#### THE EXERCISE
Extract the data from the line containing "Query: <item>adult elephant</item>" through the line containing "Give the mask of the <item>adult", including both of those lines, and reproduce them verbatim.

#### RECORDS FOR THE TASK
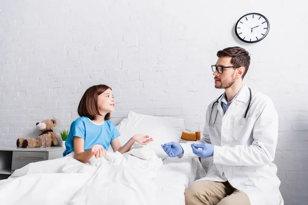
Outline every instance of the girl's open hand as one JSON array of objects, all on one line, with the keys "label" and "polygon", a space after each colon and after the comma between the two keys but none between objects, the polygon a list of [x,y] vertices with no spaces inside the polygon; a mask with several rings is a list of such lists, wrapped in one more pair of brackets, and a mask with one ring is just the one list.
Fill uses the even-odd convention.
[{"label": "girl's open hand", "polygon": [[91,152],[97,159],[99,157],[102,158],[107,155],[107,151],[101,145],[94,145],[91,148]]},{"label": "girl's open hand", "polygon": [[147,145],[148,143],[152,141],[153,139],[148,135],[138,134],[132,137],[132,139],[142,145]]}]

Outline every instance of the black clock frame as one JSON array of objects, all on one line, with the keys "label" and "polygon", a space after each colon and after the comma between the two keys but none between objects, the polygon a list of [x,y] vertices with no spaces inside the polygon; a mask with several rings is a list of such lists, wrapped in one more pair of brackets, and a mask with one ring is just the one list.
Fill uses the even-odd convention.
[{"label": "black clock frame", "polygon": [[[238,25],[239,23],[240,22],[240,20],[242,19],[242,18],[243,18],[244,16],[247,16],[247,15],[251,15],[251,14],[256,14],[256,15],[260,15],[260,16],[262,16],[262,17],[263,17],[263,18],[264,18],[265,19],[265,20],[266,21],[266,23],[267,23],[267,30],[266,30],[266,33],[265,33],[265,34],[264,34],[264,36],[263,36],[262,38],[260,38],[260,39],[258,39],[257,40],[255,40],[255,41],[253,41],[253,42],[248,41],[248,40],[244,40],[244,39],[242,39],[242,38],[241,38],[240,37],[240,36],[239,36],[239,35],[238,34],[238,33],[237,33],[237,26],[238,26]],[[267,35],[267,33],[268,33],[268,31],[270,31],[270,22],[268,22],[268,20],[267,19],[267,18],[266,18],[265,16],[264,16],[264,15],[262,15],[262,14],[260,14],[260,13],[247,13],[247,14],[245,14],[245,15],[243,15],[242,17],[240,17],[240,18],[239,19],[239,20],[237,21],[237,22],[236,23],[236,25],[235,25],[235,28],[234,30],[235,30],[235,34],[236,35],[236,36],[237,36],[237,37],[238,37],[238,38],[239,38],[240,40],[241,40],[241,41],[242,41],[243,42],[247,43],[248,43],[248,44],[254,44],[254,43],[257,43],[257,42],[260,42],[260,41],[261,41],[261,40],[263,40],[263,39],[264,39],[264,38],[265,38],[265,37],[266,36],[266,35]]]}]

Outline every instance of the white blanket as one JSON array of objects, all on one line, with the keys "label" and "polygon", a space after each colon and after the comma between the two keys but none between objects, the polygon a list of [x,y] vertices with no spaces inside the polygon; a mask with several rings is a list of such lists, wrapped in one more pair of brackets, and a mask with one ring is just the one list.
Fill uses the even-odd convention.
[{"label": "white blanket", "polygon": [[3,204],[156,204],[162,161],[145,147],[83,163],[73,153],[32,163],[0,181]]}]

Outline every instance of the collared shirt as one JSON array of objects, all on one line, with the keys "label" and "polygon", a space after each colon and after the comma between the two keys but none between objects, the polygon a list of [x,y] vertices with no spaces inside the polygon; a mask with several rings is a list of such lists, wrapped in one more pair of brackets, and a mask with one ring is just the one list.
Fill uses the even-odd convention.
[{"label": "collared shirt", "polygon": [[231,102],[232,102],[233,100],[234,99],[235,99],[236,98],[236,97],[237,97],[239,93],[240,93],[240,92],[241,92],[241,91],[242,91],[242,89],[243,89],[243,87],[244,87],[244,86],[242,86],[242,88],[241,88],[241,90],[240,90],[240,91],[239,92],[238,92],[238,93],[237,93],[236,95],[235,95],[235,96],[234,96],[233,99],[232,99],[232,100],[230,101],[229,102],[227,102],[227,100],[226,99],[226,93],[225,92],[224,93],[224,94],[222,96],[222,98],[221,98],[221,107],[222,108],[222,110],[223,110],[224,113],[225,114],[226,112],[227,112],[227,110],[228,110],[228,108],[229,108],[229,107],[231,105]]}]

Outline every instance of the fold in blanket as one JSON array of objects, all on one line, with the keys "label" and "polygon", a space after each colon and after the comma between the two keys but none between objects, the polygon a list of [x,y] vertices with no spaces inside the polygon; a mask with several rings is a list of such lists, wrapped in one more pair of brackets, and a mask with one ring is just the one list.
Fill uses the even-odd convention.
[{"label": "fold in blanket", "polygon": [[73,153],[28,165],[0,181],[5,204],[155,204],[154,182],[161,159],[134,146],[123,155],[108,152],[83,163]]}]

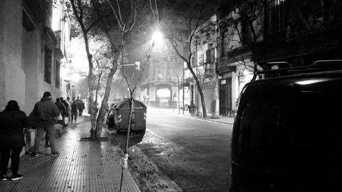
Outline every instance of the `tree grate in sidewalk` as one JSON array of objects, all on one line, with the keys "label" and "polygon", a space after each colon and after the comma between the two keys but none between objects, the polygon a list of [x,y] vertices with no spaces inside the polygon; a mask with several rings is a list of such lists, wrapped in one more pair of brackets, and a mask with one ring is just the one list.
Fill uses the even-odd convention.
[{"label": "tree grate in sidewalk", "polygon": [[[55,139],[59,156],[51,156],[50,148],[44,148],[42,141],[38,156],[24,155],[21,159],[19,174],[24,178],[1,182],[1,191],[119,191],[120,156],[108,139],[80,141],[89,130],[82,126],[85,124],[69,126],[61,137]],[[8,175],[11,175],[10,170]],[[122,191],[140,191],[127,170],[124,170]]]}]

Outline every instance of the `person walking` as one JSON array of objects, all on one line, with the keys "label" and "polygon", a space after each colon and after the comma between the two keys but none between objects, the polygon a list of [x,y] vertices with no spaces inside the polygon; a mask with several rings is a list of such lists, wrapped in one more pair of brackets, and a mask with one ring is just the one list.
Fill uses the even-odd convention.
[{"label": "person walking", "polygon": [[65,107],[66,111],[66,116],[64,118],[63,118],[63,120],[64,121],[64,125],[68,126],[68,121],[66,121],[65,118],[69,118],[69,110],[68,110],[68,108],[70,107],[70,106],[69,105],[69,102],[68,102],[68,101],[65,100],[64,98],[61,97],[60,99],[61,99],[61,102],[64,105],[64,107]]},{"label": "person walking", "polygon": [[65,107],[64,104],[61,102],[61,100],[59,98],[56,98],[55,104],[58,107],[58,109],[60,109],[60,112],[62,115],[62,120],[58,120],[58,123],[61,124],[63,126],[64,128],[65,127],[64,118],[66,117],[66,108]]},{"label": "person walking", "polygon": [[11,159],[12,176],[10,180],[23,178],[18,174],[20,154],[25,146],[24,128],[28,127],[29,120],[21,111],[16,100],[10,100],[3,111],[0,113],[0,150],[1,152],[1,180],[7,180],[7,170]]},{"label": "person walking", "polygon": [[79,109],[79,115],[82,116],[82,113],[83,113],[83,109],[86,108],[84,106],[84,102],[82,100],[79,100],[77,102],[77,108]]},{"label": "person walking", "polygon": [[51,94],[49,92],[44,93],[40,101],[34,105],[34,113],[38,120],[37,135],[34,139],[34,146],[31,156],[37,156],[42,137],[45,131],[49,135],[49,141],[51,148],[51,156],[58,156],[60,152],[57,151],[55,146],[55,123],[56,118],[60,115],[60,109],[57,105],[51,101]]},{"label": "person walking", "polygon": [[73,122],[74,118],[75,122],[76,123],[76,120],[77,118],[77,103],[75,100],[71,104],[71,122]]},{"label": "person walking", "polygon": [[70,97],[66,97],[66,102],[68,102],[68,104],[69,105],[66,109],[68,111],[68,122],[71,122],[71,104],[73,104],[73,102],[70,100]]}]

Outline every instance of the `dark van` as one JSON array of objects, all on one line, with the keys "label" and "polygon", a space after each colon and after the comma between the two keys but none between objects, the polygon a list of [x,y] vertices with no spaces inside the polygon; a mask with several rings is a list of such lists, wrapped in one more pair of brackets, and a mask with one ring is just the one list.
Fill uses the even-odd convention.
[{"label": "dark van", "polygon": [[342,191],[342,64],[265,72],[246,85],[230,192]]}]

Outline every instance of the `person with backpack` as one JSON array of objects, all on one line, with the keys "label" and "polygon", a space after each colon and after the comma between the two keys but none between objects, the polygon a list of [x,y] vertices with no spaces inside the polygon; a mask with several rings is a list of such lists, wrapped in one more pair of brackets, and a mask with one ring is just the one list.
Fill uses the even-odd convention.
[{"label": "person with backpack", "polygon": [[60,109],[57,105],[51,101],[51,94],[49,92],[45,92],[40,101],[34,105],[34,114],[38,121],[37,135],[34,139],[34,146],[31,156],[38,156],[39,146],[44,131],[49,135],[50,148],[51,149],[51,156],[58,156],[55,146],[55,124],[57,118],[60,115]]}]

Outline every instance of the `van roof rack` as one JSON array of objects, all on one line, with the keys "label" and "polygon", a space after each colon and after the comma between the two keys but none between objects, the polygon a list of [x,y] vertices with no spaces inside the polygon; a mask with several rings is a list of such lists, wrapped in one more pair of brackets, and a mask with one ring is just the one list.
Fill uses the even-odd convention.
[{"label": "van roof rack", "polygon": [[342,59],[335,60],[318,60],[313,63],[311,65],[302,66],[297,67],[291,67],[291,64],[288,64],[287,67],[285,66],[285,63],[280,61],[281,66],[278,65],[278,68],[272,68],[277,66],[278,62],[266,62],[263,64],[264,66],[271,66],[271,70],[257,71],[256,74],[274,74],[276,76],[286,76],[298,73],[306,73],[312,72],[326,71],[342,70]]}]

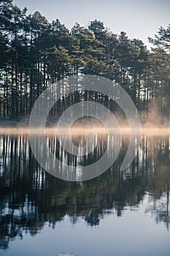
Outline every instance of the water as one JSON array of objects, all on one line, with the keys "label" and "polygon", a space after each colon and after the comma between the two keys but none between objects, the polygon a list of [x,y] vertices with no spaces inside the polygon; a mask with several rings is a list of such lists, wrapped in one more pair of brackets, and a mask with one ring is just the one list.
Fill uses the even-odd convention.
[{"label": "water", "polygon": [[[101,157],[106,140],[85,165]],[[134,161],[120,171],[128,143],[124,137],[104,174],[74,183],[42,170],[26,135],[0,135],[0,255],[169,255],[170,138],[142,135]]]}]

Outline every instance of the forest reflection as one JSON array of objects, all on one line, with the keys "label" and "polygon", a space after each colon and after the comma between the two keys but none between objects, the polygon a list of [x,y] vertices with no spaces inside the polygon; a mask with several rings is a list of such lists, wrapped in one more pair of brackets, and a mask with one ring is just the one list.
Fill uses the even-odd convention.
[{"label": "forest reflection", "polygon": [[[74,140],[77,146],[84,143],[81,137]],[[66,154],[55,136],[48,135],[47,140],[61,160],[71,167],[78,165],[77,157]],[[54,178],[39,166],[26,135],[0,135],[0,248],[7,249],[9,241],[23,233],[36,235],[47,222],[55,227],[66,215],[72,223],[82,217],[89,225],[98,225],[113,210],[121,217],[127,207],[137,208],[146,195],[150,200],[145,211],[169,230],[170,138],[143,135],[134,161],[120,171],[128,141],[125,135],[117,160],[104,174],[70,182]],[[81,161],[85,165],[93,162],[106,148],[107,138],[101,137],[93,153]]]}]

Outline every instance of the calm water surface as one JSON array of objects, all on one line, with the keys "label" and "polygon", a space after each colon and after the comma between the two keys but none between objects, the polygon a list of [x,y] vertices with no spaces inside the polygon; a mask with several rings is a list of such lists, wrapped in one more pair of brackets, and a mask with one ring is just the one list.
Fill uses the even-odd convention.
[{"label": "calm water surface", "polygon": [[[80,160],[47,140],[71,166],[96,161],[107,146],[100,138]],[[169,255],[170,138],[143,136],[120,171],[128,142],[107,172],[74,183],[43,170],[26,135],[0,135],[0,255]]]}]

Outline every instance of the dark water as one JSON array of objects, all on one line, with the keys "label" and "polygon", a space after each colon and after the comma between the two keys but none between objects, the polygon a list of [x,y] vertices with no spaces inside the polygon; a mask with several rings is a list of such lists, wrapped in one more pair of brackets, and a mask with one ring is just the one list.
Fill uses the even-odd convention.
[{"label": "dark water", "polygon": [[120,171],[128,140],[107,172],[74,183],[43,170],[26,135],[0,135],[0,255],[169,255],[170,138],[143,136]]}]

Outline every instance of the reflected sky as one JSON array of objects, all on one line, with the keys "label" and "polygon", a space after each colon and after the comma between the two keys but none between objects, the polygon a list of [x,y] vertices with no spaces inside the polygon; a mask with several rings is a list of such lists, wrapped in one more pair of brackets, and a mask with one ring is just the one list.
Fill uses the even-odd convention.
[{"label": "reflected sky", "polygon": [[82,218],[73,225],[68,216],[53,229],[46,223],[36,239],[24,234],[23,240],[18,238],[1,255],[169,256],[169,233],[165,232],[162,223],[155,225],[150,214],[144,214],[148,200],[146,195],[139,208],[127,208],[121,218],[113,210],[101,222],[100,227],[85,225]]}]

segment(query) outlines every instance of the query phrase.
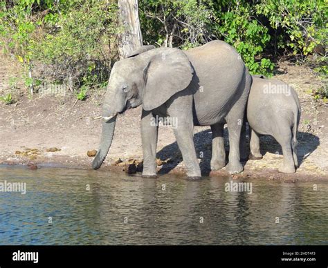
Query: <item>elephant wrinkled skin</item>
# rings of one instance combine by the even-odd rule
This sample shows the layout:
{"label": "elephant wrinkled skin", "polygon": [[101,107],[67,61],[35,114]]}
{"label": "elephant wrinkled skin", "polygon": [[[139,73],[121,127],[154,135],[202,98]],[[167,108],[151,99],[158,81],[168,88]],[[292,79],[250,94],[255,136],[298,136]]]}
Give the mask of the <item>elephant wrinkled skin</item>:
{"label": "elephant wrinkled skin", "polygon": [[141,47],[111,70],[102,107],[102,135],[93,168],[98,169],[111,144],[116,116],[143,106],[141,137],[143,176],[156,176],[158,124],[156,119],[174,119],[173,128],[190,178],[201,171],[193,140],[194,126],[210,126],[211,168],[226,165],[223,129],[228,124],[230,173],[243,171],[239,139],[251,77],[237,51],[221,41],[183,51]]}

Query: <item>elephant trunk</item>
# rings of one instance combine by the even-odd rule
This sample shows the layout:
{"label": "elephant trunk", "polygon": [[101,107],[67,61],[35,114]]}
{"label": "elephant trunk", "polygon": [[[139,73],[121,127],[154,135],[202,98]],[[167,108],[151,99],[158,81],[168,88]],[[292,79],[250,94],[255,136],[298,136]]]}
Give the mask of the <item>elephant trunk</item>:
{"label": "elephant trunk", "polygon": [[92,163],[92,168],[93,169],[98,169],[107,155],[111,147],[111,141],[113,140],[116,123],[116,116],[114,116],[107,122],[104,121],[102,122],[100,146]]}

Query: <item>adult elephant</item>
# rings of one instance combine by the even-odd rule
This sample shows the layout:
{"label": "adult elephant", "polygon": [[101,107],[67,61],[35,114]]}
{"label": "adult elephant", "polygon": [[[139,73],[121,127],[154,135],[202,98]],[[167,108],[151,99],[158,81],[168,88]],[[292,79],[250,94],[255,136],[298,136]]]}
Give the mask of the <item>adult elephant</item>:
{"label": "adult elephant", "polygon": [[189,178],[201,177],[193,141],[194,126],[210,126],[211,169],[226,165],[224,126],[229,132],[230,173],[243,171],[239,139],[251,77],[237,51],[221,41],[183,51],[143,46],[117,61],[111,70],[102,107],[102,134],[93,162],[99,169],[108,153],[116,115],[143,106],[143,176],[156,174],[156,118],[176,122],[174,131]]}

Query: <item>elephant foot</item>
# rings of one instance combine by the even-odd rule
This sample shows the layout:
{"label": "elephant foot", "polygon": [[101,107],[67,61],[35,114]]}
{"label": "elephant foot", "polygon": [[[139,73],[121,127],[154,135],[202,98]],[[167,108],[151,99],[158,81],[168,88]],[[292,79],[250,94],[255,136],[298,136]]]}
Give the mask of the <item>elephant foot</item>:
{"label": "elephant foot", "polygon": [[201,180],[201,177],[199,177],[199,176],[188,176],[188,177],[187,177],[187,180]]}
{"label": "elephant foot", "polygon": [[248,156],[248,159],[250,160],[259,160],[262,158],[263,156],[260,153],[255,153],[255,155],[253,155],[252,153],[250,153]]}
{"label": "elephant foot", "polygon": [[296,169],[295,169],[295,166],[280,166],[278,169],[279,172],[283,173],[295,173],[296,171]]}
{"label": "elephant foot", "polygon": [[237,174],[244,171],[243,165],[240,162],[228,165],[228,172],[229,174]]}
{"label": "elephant foot", "polygon": [[226,161],[224,162],[216,161],[216,162],[212,162],[210,163],[210,169],[213,171],[218,171],[224,168],[224,166],[226,166]]}
{"label": "elephant foot", "polygon": [[141,178],[148,178],[148,179],[156,179],[157,178],[157,175],[151,175],[151,174],[143,174],[141,175]]}

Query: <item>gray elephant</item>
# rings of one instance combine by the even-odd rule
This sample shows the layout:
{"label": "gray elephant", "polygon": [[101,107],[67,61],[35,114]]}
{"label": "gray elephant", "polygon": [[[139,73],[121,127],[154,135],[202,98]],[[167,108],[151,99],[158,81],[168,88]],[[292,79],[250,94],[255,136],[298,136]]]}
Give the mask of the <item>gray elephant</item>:
{"label": "gray elephant", "polygon": [[[251,77],[236,50],[221,41],[183,51],[143,46],[117,61],[111,70],[102,107],[102,134],[93,162],[99,169],[108,153],[116,115],[143,106],[141,137],[143,177],[156,175],[158,124],[173,119],[174,135],[189,178],[201,176],[194,145],[194,126],[210,126],[211,167],[226,165],[223,129],[229,130],[228,171],[243,171],[239,139]],[[173,121],[173,120],[171,120]]]}
{"label": "gray elephant", "polygon": [[284,164],[279,169],[294,173],[298,166],[296,134],[301,114],[298,95],[282,81],[253,75],[247,104],[250,130],[249,159],[261,159],[259,135],[271,135],[280,144]]}

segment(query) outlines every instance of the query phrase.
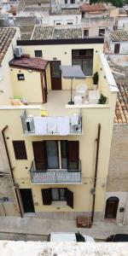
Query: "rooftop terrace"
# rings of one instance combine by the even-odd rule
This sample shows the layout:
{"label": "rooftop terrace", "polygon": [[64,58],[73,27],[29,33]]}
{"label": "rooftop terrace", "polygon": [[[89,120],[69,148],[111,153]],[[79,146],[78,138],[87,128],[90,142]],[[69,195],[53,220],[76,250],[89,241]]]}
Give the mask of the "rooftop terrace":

#### SOLUTION BELOW
Query: <item>adult elephant</item>
# rings of one instance combine by the even-odd rule
This sample shows the layout:
{"label": "adult elephant", "polygon": [[101,107],[67,61],[35,114]]}
{"label": "adult elephant", "polygon": [[[139,73],[121,127],[154,135],[202,98]],[[167,108],[151,99],[158,81],[168,88]],[[292,79],[250,94],[255,136],[298,136]]]}
Give the mask of the <item>adult elephant</item>:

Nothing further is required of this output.